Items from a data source
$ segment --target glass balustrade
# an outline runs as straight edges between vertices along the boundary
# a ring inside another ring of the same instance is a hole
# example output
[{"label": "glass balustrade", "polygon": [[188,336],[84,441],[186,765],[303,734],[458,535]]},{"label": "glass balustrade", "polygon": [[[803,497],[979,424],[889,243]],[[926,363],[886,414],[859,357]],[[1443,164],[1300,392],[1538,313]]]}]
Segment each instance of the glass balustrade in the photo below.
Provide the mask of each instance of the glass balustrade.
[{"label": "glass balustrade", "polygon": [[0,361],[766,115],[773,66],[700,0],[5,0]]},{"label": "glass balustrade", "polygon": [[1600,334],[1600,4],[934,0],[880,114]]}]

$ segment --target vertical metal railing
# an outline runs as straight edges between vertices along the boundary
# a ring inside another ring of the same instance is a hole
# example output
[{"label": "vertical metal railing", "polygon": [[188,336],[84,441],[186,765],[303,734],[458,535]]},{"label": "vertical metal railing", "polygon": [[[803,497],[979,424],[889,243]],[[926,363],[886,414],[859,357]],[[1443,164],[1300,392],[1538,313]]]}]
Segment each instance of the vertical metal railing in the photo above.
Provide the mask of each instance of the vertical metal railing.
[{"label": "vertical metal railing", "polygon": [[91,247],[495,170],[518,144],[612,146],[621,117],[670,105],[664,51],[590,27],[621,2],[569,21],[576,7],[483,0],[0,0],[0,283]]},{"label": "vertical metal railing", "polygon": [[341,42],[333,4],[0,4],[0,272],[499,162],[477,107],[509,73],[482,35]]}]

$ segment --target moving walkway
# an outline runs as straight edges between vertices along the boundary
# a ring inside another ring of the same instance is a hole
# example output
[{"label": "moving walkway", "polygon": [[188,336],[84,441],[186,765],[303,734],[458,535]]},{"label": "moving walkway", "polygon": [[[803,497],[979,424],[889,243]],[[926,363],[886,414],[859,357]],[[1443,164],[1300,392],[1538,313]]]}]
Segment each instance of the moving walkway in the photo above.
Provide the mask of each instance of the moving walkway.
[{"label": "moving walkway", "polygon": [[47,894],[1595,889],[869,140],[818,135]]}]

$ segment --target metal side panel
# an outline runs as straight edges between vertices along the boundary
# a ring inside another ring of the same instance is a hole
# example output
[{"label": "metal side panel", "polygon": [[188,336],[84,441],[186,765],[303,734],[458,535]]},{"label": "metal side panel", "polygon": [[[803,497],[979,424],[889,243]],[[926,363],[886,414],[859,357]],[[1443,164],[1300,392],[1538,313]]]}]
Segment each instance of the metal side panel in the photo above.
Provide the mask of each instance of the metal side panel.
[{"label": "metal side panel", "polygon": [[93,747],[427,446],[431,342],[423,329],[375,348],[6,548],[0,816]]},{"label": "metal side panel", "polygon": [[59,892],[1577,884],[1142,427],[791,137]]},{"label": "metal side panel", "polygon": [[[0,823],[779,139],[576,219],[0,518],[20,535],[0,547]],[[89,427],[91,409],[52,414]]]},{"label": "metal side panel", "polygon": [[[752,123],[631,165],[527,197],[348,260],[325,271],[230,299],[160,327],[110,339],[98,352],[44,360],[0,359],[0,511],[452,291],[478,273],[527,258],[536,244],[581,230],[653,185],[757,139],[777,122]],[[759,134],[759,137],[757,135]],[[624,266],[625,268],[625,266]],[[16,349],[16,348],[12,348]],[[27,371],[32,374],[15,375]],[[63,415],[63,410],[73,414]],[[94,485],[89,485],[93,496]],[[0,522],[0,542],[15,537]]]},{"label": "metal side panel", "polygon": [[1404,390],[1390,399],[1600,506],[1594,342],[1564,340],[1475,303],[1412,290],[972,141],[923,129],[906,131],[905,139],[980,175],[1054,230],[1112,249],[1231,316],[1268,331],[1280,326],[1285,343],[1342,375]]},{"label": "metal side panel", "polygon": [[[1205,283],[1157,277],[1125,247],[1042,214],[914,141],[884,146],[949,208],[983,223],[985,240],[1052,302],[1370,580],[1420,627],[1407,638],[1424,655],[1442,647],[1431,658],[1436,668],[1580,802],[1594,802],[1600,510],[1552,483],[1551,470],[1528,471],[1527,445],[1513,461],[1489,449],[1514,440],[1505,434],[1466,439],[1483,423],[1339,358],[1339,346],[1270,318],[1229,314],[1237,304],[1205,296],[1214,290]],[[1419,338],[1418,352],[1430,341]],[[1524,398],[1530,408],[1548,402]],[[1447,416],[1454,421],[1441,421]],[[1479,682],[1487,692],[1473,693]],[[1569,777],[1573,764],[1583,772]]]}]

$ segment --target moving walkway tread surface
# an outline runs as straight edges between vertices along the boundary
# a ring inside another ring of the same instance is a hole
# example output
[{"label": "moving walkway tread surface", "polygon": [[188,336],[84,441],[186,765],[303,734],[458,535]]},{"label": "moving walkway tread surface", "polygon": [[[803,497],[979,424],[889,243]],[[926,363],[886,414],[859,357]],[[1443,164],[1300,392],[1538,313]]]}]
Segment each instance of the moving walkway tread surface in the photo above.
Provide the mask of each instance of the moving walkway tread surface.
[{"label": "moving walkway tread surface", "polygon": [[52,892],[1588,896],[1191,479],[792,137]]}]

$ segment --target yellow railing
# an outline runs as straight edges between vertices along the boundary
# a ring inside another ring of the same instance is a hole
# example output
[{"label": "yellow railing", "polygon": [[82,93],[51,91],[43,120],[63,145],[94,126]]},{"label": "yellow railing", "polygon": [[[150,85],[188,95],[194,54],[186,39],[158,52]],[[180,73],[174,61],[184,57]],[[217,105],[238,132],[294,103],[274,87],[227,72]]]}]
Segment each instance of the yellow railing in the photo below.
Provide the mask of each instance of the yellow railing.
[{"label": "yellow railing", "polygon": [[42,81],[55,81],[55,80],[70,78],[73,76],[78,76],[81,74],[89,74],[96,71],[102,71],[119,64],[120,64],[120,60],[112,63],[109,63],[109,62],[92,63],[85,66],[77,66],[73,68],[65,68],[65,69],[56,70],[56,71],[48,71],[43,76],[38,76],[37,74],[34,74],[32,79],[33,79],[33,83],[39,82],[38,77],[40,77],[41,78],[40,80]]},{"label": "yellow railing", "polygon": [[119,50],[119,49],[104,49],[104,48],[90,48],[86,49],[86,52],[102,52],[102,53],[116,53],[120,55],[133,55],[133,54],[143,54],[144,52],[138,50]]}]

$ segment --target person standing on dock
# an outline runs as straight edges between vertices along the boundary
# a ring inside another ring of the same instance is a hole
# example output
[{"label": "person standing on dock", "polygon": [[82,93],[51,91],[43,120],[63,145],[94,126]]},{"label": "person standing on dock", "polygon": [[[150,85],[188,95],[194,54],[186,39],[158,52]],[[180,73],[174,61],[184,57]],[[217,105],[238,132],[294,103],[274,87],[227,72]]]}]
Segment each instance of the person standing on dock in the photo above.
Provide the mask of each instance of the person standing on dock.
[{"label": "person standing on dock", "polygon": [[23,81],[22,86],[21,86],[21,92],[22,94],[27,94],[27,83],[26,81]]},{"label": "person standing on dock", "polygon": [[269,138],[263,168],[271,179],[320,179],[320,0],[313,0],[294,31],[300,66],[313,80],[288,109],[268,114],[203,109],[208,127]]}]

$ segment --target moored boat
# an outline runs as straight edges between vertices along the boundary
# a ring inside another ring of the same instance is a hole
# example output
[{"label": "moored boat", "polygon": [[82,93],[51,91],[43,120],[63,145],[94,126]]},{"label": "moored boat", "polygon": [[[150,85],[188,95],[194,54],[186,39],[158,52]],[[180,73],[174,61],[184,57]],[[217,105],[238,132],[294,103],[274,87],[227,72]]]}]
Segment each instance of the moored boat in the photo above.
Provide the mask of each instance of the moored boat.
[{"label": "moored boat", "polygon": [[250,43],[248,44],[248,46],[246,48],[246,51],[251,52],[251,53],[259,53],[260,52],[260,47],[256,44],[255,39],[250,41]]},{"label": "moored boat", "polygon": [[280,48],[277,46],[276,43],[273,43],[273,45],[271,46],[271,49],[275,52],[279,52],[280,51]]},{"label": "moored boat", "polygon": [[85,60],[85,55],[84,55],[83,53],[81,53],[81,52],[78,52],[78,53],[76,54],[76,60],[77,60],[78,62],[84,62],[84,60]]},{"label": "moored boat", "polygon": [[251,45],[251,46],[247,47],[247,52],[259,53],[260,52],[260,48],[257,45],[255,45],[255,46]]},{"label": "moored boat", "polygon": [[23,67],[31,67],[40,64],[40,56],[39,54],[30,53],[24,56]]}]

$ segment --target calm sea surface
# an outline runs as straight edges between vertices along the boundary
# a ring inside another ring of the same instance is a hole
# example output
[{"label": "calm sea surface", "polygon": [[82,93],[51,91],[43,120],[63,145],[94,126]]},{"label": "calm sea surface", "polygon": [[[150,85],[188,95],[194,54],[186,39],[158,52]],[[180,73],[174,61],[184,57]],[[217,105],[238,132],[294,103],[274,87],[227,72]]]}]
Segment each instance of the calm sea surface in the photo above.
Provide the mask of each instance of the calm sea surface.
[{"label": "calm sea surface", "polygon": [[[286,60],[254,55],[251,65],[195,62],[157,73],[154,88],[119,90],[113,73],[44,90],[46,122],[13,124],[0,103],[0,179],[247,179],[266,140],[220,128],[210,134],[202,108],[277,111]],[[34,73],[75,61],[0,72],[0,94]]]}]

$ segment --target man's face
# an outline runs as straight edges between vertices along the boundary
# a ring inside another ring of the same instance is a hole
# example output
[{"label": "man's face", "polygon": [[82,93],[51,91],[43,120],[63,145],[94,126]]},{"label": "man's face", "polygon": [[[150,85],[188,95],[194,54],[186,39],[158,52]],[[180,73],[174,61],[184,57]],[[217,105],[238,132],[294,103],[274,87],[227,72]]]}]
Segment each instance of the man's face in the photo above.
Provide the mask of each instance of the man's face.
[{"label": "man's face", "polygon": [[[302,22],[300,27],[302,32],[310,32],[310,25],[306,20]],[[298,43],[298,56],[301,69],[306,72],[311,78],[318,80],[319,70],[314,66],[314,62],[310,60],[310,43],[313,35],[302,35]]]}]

**WORK REQUEST**
Show each line of the data that contains the string "above".

**SOLUTION TO THE PROBLEM**
Segment each instance of the vertical metal railing in the photo above.
Segment each instance of the moving walkway in the photo above.
Segment each instance of the metal side panel in the photo above.
Segment each instance of the moving walkway tread surface in the photo above.
Segment each instance of the person standing on dock in the photo above.
Segment each instance of the moored boat in the photo above.
Segment each instance of the calm sea surface in the photo above.
Segment each instance of the man's face in the photo above.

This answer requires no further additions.